* Extrait à lire:
C’est à l’initiative de Cem Özdemir, président du parti Vert, lui-même d’origine turque, que le Bundestag, après bien des hésitations, a mis à son ordre du jour cette résolution à propos de la déportation et de l’extermination des Arméniens de l’empire ottoman, pendant la Première guerre mondiale.
Le point d’achoppement résidait dans la qualification de « génocide »portée sur ces événements. La Turquie officielle récuse ce terme pour parler de « guerre civile ». Si Recep Tayyip Erdogan a accepté de présenter ses condoléances au peuple arménien pour les souffrances qu’il a endurées – c’était au moment d’une tentative de normalisation entre Ankara et Erivan, qui a fait long feu —, il considère que toute allusion à un génocide est une attaque contre son pays. Avant et après le vote de la résolution du Bundestag, il a menacé l’Allemagne de mesures de rétorsion non précisées.

* Consigne A:
Relevez toutes les lignes qui contiennent le mot « green », en respectant la casse.

* Données:
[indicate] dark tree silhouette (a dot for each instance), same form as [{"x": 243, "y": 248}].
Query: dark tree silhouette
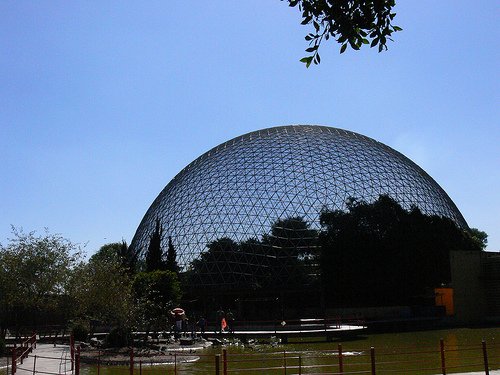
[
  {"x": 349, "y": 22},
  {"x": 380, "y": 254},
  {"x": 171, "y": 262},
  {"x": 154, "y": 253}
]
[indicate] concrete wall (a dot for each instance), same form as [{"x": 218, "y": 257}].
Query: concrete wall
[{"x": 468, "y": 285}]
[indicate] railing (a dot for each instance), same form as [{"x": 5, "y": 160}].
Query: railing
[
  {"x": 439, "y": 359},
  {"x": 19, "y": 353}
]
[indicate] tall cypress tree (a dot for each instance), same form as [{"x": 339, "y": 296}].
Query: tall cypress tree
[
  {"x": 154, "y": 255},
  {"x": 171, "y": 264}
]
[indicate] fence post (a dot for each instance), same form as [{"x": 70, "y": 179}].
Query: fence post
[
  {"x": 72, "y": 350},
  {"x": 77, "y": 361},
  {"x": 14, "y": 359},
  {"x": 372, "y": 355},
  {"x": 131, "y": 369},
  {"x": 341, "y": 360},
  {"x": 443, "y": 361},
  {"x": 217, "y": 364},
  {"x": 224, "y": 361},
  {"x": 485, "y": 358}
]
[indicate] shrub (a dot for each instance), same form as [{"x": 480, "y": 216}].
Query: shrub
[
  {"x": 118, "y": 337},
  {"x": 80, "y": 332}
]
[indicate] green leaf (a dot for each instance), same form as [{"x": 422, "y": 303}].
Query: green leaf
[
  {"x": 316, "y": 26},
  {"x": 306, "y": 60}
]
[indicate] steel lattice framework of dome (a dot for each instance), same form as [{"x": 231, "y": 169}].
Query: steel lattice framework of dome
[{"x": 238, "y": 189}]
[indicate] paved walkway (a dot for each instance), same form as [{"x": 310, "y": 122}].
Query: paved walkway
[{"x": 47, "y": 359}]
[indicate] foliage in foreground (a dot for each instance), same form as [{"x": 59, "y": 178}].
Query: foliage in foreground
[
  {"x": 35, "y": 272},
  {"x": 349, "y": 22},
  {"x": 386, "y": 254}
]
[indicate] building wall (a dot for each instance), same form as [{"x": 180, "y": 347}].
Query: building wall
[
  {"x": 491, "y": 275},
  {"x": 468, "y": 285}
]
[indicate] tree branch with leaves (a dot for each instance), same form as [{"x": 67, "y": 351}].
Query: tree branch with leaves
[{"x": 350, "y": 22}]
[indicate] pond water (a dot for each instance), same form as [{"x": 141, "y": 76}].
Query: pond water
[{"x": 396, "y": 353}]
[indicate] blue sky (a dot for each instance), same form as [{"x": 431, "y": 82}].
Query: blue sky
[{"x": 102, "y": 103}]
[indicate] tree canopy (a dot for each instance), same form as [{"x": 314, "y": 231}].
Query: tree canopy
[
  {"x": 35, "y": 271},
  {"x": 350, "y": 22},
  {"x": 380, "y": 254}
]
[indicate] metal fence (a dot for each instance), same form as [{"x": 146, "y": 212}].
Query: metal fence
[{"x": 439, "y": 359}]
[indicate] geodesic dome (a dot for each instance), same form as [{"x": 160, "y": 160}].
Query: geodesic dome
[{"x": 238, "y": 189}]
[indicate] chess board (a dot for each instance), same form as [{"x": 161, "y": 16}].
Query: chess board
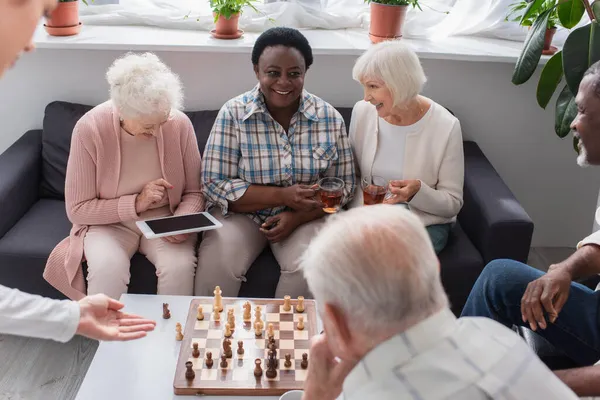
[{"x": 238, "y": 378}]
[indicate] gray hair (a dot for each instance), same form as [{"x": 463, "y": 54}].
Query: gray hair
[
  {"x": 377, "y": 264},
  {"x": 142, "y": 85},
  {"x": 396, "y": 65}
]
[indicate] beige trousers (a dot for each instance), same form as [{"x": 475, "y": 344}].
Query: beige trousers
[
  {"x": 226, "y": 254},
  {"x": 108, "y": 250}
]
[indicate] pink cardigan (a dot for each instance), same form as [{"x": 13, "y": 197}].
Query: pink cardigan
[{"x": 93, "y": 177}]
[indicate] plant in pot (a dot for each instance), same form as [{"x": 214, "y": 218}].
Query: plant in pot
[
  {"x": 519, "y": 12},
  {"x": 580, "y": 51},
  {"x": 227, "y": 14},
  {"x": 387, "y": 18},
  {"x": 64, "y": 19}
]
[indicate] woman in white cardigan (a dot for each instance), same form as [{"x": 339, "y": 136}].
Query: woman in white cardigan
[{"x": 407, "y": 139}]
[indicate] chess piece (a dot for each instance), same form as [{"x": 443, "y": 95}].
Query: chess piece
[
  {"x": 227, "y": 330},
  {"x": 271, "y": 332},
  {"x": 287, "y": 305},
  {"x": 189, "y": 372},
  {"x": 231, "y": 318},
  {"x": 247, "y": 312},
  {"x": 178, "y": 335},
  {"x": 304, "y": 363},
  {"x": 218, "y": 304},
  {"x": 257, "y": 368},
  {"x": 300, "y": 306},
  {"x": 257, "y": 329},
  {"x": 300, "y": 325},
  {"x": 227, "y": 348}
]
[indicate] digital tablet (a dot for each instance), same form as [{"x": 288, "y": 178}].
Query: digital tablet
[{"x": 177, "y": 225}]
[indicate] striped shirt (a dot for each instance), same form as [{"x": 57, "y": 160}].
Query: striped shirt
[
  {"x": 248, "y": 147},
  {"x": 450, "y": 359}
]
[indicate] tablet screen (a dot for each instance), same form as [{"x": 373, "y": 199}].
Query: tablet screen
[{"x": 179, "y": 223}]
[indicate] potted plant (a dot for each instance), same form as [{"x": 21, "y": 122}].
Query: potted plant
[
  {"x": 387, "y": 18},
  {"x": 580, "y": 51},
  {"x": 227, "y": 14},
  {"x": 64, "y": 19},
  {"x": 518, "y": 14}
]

* Consigne B:
Poursuivez, s'il vous plaît, l'article sur la résolution du Bundestag consacrée aux Arméniens de l'empire ottoman, à partir de sa dernière phrase.

* Résultat A:
[indicate] green leaf (a dot for each instance), same form as [{"x": 422, "y": 303}].
Query: green leaf

* Résultat B:
Pour la diplomatie allemande, ce vote ne pouvait pas arriver à un plus mauvais moment. Mais l’Allemagne est une démocratie parlementaire où l’ordre du jour des députés n’est pas dicté par la seule volonté de l’exécutif. Les députés de tous les groupes parlementaires ont pris leur responsabilité. Seule une députée chrétienne-démocrate a voté contre, en expliquant a posteriori qu’il ne revenait pas à un Parlement d’écrire l’Histoire. La résolution était présentée par trois groupes parlementaires, le centre-droit, la gauche et les Verts. Elle était aussi soutenue par la gauche radicale qui n’a pas été autorisée à se joindre aux trois autres.
Des absents de marque
Angela Merkel a fait savoir qu’elle était d’accord avec la résolution mais elle était absente lors du vote « pour des raisons de calendrier ». Le président du SPD, Sigmar Gabriel, par ailleurs vice-chancelier et ministre de l’économie brillait aussi par son absence, tout comme le ministre des affaires étrangères Frank Walter Steinmeier (social-démocrate). Cette abstention pas très glorieuse s’explique sans doute par le souci de ne pas provoquer inutilement les Turcs alors que l’Allemagne compte sur eux pour contrôler le flot de réfugiés en provenance de Syrie, d’Irak et d’Afghanistan.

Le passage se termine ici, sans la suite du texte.